**WHAT THE TASK REQUIRES**
Output the data below exactly as it is, dropping the pictures from your copy.

Photo-based referring expression data:

--------------------------------

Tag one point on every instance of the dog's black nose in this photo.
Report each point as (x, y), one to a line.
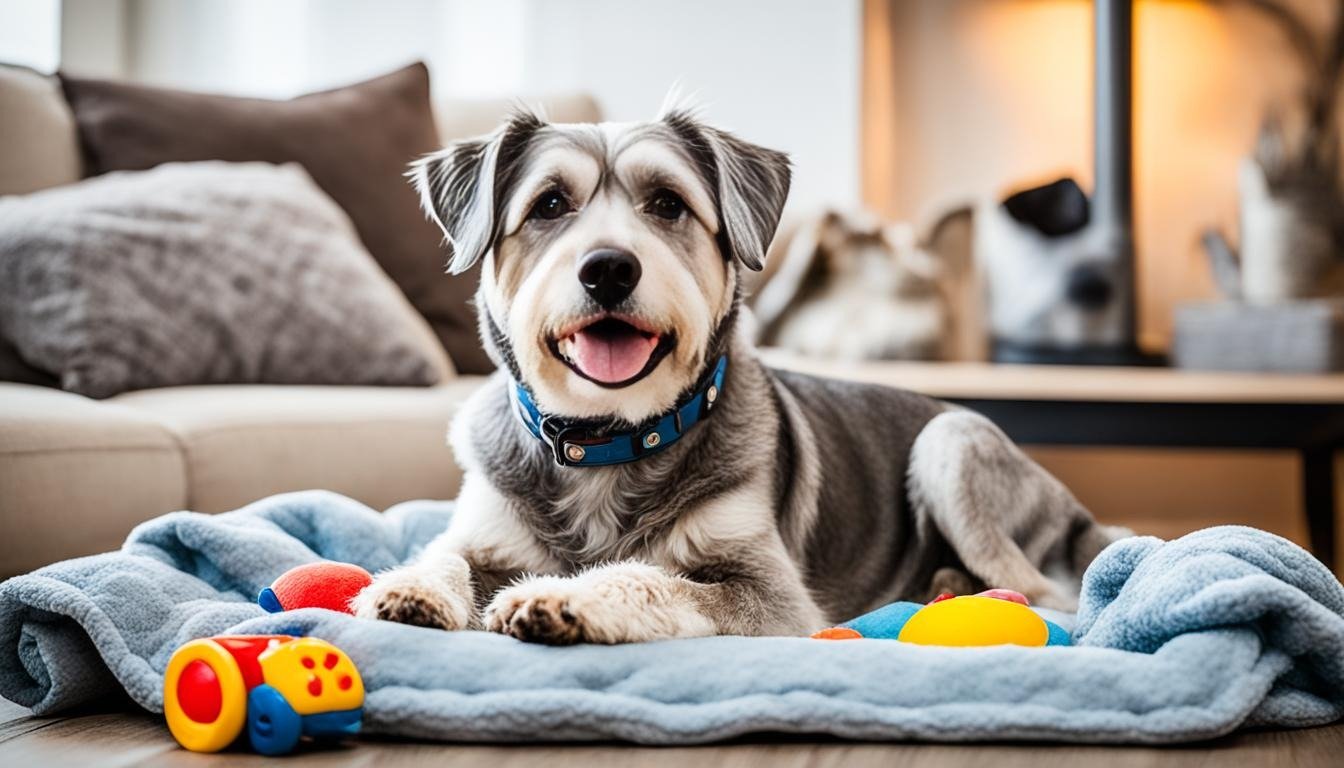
(1087, 287)
(609, 276)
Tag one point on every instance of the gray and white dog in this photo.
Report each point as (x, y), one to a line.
(633, 471)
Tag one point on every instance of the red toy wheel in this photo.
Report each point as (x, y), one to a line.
(204, 697)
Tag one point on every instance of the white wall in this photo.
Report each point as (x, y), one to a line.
(784, 73)
(30, 32)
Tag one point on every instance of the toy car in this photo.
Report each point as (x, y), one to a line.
(281, 687)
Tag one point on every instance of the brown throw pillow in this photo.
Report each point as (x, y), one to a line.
(355, 141)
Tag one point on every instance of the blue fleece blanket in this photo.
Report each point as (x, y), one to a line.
(1176, 640)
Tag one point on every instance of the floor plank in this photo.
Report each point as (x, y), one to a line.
(122, 740)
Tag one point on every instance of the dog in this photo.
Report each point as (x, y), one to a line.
(633, 472)
(844, 285)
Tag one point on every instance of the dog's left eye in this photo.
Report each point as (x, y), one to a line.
(550, 206)
(667, 205)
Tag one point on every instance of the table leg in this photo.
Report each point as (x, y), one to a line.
(1319, 501)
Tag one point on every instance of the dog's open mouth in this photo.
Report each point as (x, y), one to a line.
(612, 351)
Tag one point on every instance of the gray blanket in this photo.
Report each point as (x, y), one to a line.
(1175, 642)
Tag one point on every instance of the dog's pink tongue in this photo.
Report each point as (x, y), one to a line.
(612, 358)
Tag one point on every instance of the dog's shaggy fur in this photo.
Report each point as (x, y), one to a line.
(794, 503)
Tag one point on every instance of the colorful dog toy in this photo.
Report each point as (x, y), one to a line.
(992, 618)
(280, 687)
(315, 585)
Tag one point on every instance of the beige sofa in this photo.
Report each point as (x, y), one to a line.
(77, 474)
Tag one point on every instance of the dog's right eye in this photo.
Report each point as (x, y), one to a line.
(550, 206)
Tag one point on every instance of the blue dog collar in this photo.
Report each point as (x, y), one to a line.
(579, 447)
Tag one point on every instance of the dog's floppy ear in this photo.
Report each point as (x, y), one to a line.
(751, 184)
(458, 186)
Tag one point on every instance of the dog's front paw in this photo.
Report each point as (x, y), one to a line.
(410, 596)
(538, 611)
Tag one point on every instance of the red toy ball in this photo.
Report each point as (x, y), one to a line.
(315, 585)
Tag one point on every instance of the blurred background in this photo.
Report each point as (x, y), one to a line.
(946, 188)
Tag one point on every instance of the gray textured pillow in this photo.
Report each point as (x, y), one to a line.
(202, 273)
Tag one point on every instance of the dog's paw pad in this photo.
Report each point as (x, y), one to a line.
(407, 603)
(536, 619)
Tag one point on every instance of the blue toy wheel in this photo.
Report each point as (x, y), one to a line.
(273, 726)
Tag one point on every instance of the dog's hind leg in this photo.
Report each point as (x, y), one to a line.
(633, 601)
(1005, 517)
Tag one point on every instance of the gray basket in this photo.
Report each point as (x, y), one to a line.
(1296, 336)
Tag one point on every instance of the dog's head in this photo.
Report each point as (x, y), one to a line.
(610, 252)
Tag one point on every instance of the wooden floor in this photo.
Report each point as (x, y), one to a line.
(108, 740)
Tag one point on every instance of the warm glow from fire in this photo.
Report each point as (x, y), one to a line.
(1001, 98)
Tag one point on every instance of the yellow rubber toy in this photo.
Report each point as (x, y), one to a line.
(972, 620)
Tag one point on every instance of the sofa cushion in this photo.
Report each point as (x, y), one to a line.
(355, 141)
(376, 444)
(202, 273)
(77, 475)
(40, 147)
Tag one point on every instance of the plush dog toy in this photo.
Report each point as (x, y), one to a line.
(992, 618)
(315, 585)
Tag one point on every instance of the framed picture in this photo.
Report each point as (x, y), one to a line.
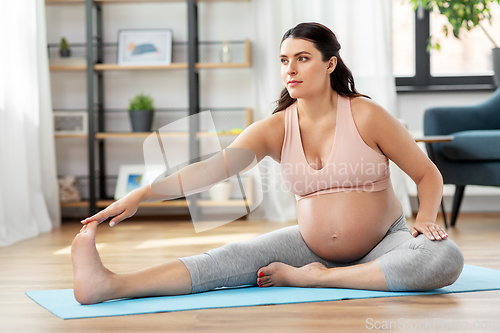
(145, 47)
(133, 176)
(70, 122)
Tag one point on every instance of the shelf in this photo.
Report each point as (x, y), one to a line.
(179, 62)
(116, 67)
(75, 204)
(68, 68)
(70, 136)
(64, 2)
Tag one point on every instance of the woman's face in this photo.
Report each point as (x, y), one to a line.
(303, 70)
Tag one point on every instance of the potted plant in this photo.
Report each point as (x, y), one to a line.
(466, 14)
(64, 50)
(141, 111)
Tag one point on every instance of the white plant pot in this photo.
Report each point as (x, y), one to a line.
(220, 192)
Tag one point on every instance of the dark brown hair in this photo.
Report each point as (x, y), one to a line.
(325, 41)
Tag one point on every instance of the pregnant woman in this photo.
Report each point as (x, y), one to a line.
(334, 146)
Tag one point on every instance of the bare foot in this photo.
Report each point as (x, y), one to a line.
(92, 281)
(277, 274)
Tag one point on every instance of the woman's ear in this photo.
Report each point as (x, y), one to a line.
(332, 64)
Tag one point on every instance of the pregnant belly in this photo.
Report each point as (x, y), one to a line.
(345, 226)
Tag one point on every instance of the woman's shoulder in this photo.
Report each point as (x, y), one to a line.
(366, 111)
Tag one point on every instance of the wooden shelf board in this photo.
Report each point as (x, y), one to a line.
(228, 203)
(169, 203)
(434, 138)
(203, 65)
(103, 135)
(75, 204)
(70, 136)
(68, 68)
(61, 2)
(172, 203)
(116, 67)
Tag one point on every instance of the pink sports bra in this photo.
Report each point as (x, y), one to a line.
(351, 166)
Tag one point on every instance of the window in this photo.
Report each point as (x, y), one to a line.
(464, 64)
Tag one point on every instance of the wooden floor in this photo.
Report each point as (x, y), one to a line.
(44, 263)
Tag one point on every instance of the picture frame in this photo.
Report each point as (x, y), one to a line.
(144, 47)
(70, 122)
(134, 176)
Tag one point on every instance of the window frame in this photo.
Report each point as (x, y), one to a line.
(423, 80)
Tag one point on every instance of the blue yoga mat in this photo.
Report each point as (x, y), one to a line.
(62, 303)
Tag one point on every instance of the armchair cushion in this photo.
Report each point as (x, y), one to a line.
(479, 145)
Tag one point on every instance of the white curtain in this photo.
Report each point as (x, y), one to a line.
(364, 29)
(29, 201)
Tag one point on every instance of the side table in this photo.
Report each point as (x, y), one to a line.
(429, 140)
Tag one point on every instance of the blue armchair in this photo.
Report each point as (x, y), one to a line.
(473, 157)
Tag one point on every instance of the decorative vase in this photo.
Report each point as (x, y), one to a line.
(141, 120)
(220, 191)
(496, 66)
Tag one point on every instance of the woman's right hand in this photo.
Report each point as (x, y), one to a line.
(118, 210)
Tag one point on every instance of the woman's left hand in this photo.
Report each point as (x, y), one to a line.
(429, 229)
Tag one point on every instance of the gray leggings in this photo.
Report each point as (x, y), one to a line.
(408, 263)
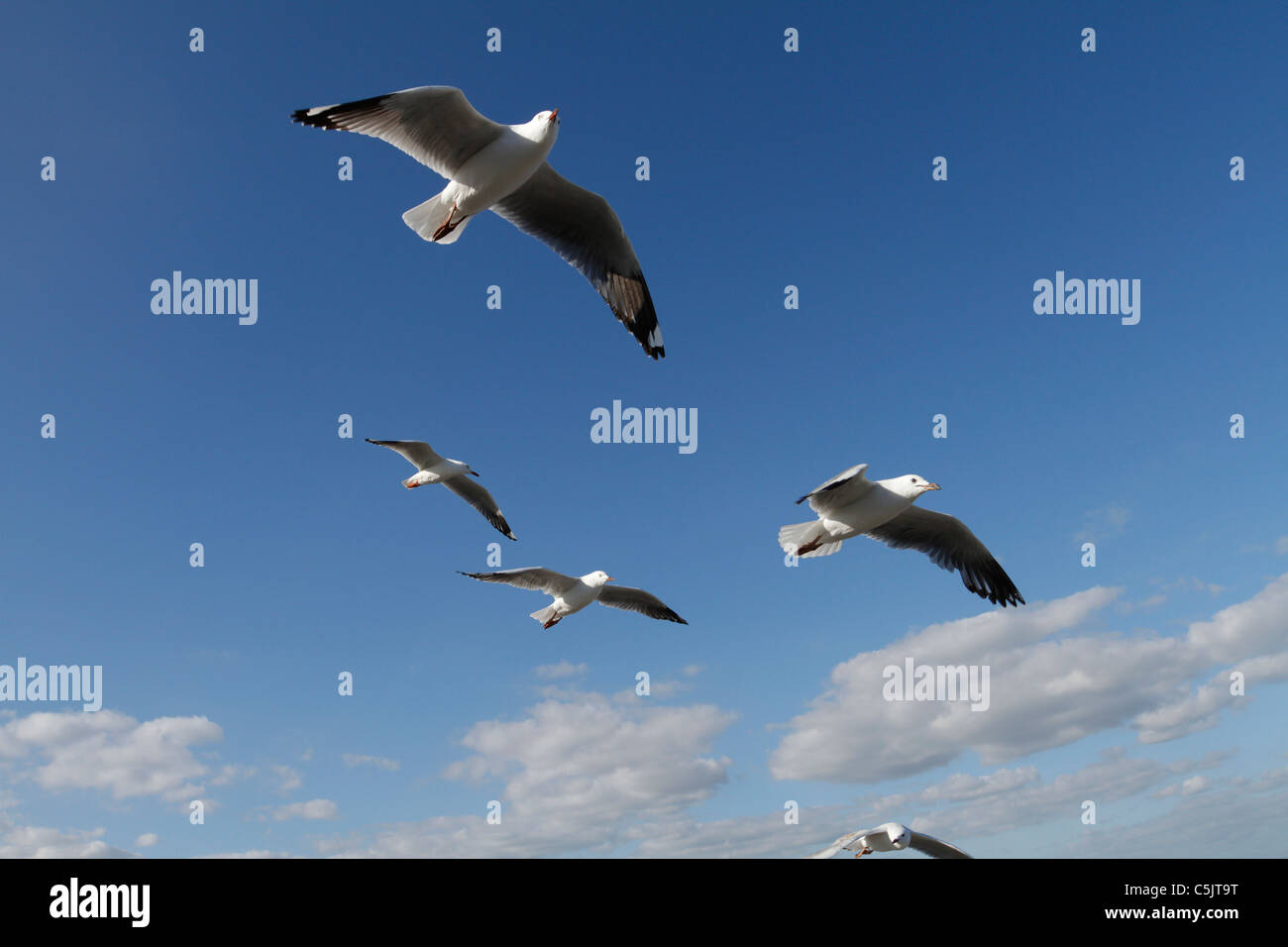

--------------------------------

**RESPONSE TO THIS TASK**
Tag one point on every instance of the dog's black nose in this photo.
Report each point as (x, y), one to a line.
(1087, 287)
(609, 276)
Tag one point on every instance of the gray and white dog in this photo.
Report each point as (x, y), one to a line.
(633, 471)
Tag one point on every instance of the red toy wheel in this photo.
Report each point as (x, y), one to a line.
(204, 697)
Tag one point on every instance of the white wall in this photo.
Report each point as (x, y), one to a line.
(784, 73)
(30, 32)
Tag one point on every instance of the toy car in this photo.
Report each point as (x, y), one to a line.
(281, 687)
Tag one point on every instance of the brown throw pillow in this photo.
Report each point as (x, y), one to a line.
(355, 141)
Tag one point on every instance of the blue fleece blanket in this photo.
Report each point as (x, y), one to a line.
(1176, 640)
Tag one point on every instance of the floor plank in this photo.
Report each point as (x, y), one to a line.
(122, 740)
Tag one point on every instance of the dog in this photo.
Report each point as (x, y), one to a line.
(633, 472)
(844, 285)
Tag one point on every instance of the dog's left eye in this photo.
Report each point as (x, y), one to a line.
(550, 206)
(667, 205)
Tag one point on every instance of the table leg in this photo.
Report each point as (x, y), one to a line.
(1319, 501)
Tag one point on every instance of the dog's open mouth in this photo.
Report each point as (x, y), one to a line.
(612, 351)
Tag one point on every instance of the gray blanket in this photo.
Report each point as (x, y), one to a line.
(1175, 642)
Tag one point on every instance of the dog's pink tongue in this photo.
Report each point as (x, y), one to a line.
(612, 358)
Tag one point on every instance of the dog's shaggy fur in this photo.
Report each point as (x, y), one to a line.
(794, 503)
Tag one point on every instance of the colorful dog toy in this photo.
Report each point as (x, y), one to a line.
(992, 618)
(280, 687)
(315, 585)
Tag one point on every instance of the beige sofa in this photo.
Report each point as (x, y), one to a line.
(77, 474)
Tag one point on every instance of the dog's right eye in this photo.
Report each point as (x, y), one to a line.
(550, 206)
Tag one point on every instance of the blue dog collar in this photo.
Report each point as (x, y), one to a line.
(579, 447)
Tag one point on every instance of the dog's floppy ear in this photo.
Report each point as (x, y), one to a line.
(751, 184)
(458, 186)
Tag one point on every instance of the dog's front paw in this photo.
Report each point as (x, y), one to a line.
(410, 596)
(538, 611)
Tag one point on every instance of the red toy ball in this photo.
Report each point as (x, y), one to a line.
(315, 585)
Tag one point on every instance of the blurred background in this photo.
Report each point as (x, y), one to a line.
(946, 188)
Tag one point on every instance of the gray textured pillow in this photo.
Report each point as (x, y), one to a line.
(202, 273)
Tag one point on every instance of the dog's paw pad in this photo.
Report each point as (x, y), one to a line.
(407, 603)
(536, 619)
Tag one point on every instance of the blue toy wheel in this photo.
Report each point as (x, y), one to a line.
(273, 726)
Tag one point on every instance of the dog's hind leg in this photo.
Report each point as (x, y), one to a line.
(633, 601)
(1005, 517)
Tag one point on every instance of the gray basket in this photo.
Report each point as (x, y), one to a line.
(1296, 336)
Tag one point on every instance of the dog's head in this photo.
Report each point as (x, y), one to a line.
(610, 252)
Tag one point on every instance of the wooden floor in this photo.
Report each point as (x, y), one to a line.
(108, 740)
Tag one point on every instance of the warm glow from fire in this photo.
Report each point as (x, y), one to a line.
(1001, 98)
Tag one point on every instance of the yellow rubber toy in this photo.
Report each point as (x, y), one to a line.
(972, 620)
Tag one point on every instance of the sofa cushion in this photo.
Report each point as (x, y), one to a line.
(355, 141)
(376, 444)
(202, 273)
(77, 475)
(40, 147)
Tag one point on every instance of the plush dog toy in this photo.
Report each point as (x, y), one to a line.
(992, 618)
(315, 585)
Tag one point on every instance of the framed picture in this photo.
Report each point as (x, y), one to a line.
(145, 47)
(133, 176)
(70, 122)
Tag one point on every instance of the shelf in this photo.
Report each point as (x, y), one to a line.
(179, 62)
(116, 67)
(75, 204)
(68, 68)
(70, 136)
(64, 2)
Tag one point on every instance of the woman's face in this photo.
Report each point as (x, y), one to a line.
(303, 70)
Tag one point on every instance of the potted plant in this photo.
Report each point as (x, y), one to a line.
(466, 14)
(64, 50)
(141, 111)
Tag one point on every instance of the white plant pot in this photo.
Report each point as (x, y), one to a line.
(220, 192)
Tag one point on every instance of the dark brown hair in this photo.
Report each point as (x, y), one to a line.
(325, 41)
Tag one point on every instance of the pregnant woman in this photo.
Report each point as (x, y), one to a line.
(334, 146)
Tag one point on every instance of the bare foot in this photo.
Report each point as (x, y), one to a line.
(92, 281)
(277, 274)
Tag one point on every instance of the woman's ear in this photo.
Report each point as (x, y), one to a line.
(332, 64)
Tag one point on every instance of the pregnant belly in this photo.
Report each point as (x, y), one to a line.
(345, 226)
Tag one point on every instance of the woman's shoulder in this photo.
Report each point as (x, y), one to a line.
(366, 111)
Tag one point on every instance of the wooden shelf board in this photo.
Report each point as (x, y), one to a line.
(228, 203)
(169, 203)
(434, 138)
(203, 65)
(103, 135)
(75, 204)
(70, 136)
(68, 68)
(61, 2)
(172, 203)
(116, 67)
Tag one point on every instance of the pink sports bra in this photo.
Report each point as (x, y), one to a line.
(351, 166)
Tag one point on every instance of the window in this photo.
Report each point as (x, y), one to a line.
(464, 64)
Tag one point on every instance of the wooden floor in this photo.
Report each point as (x, y), one to a line.
(44, 263)
Tag one point on every instance of the picture frame in this photo.
Report each point as (x, y), one to a line.
(144, 47)
(70, 122)
(134, 176)
Tag one point on every instance of the window frame in this photo.
Report each point as (x, y), one to a line.
(423, 80)
Tag one point on every instance of the blue yoga mat in this photo.
Report each point as (x, y), one to a line.
(62, 303)
Tag one point on every instance of the armchair cushion in this photo.
Report each point as (x, y), one to a line.
(479, 145)
Tag one point on every instance of the white curtain in this photo.
Report each point as (x, y), one to a line.
(364, 29)
(29, 201)
Tag one point on every instance of the side table in this photo.
Report each point as (x, y), one to a line.
(429, 140)
Tag one point on every instance of the blue armchair in this photo.
Report each point as (x, y), one to a line.
(473, 157)
Tag one point on every instance of the decorative vase in this photo.
Report each point as (x, y), one to a line.
(141, 120)
(220, 191)
(496, 66)
Tag one point on every instance of the woman's right hand in this photo.
Report each point as (x, y), one to a line.
(118, 210)
Tag one point on every instance of the woman's left hand in this photo.
Report each point as (x, y), one to a line.
(429, 229)
Tag one point on every instance of the gray leggings in this photo.
Report each point as (x, y), one to a line.
(408, 263)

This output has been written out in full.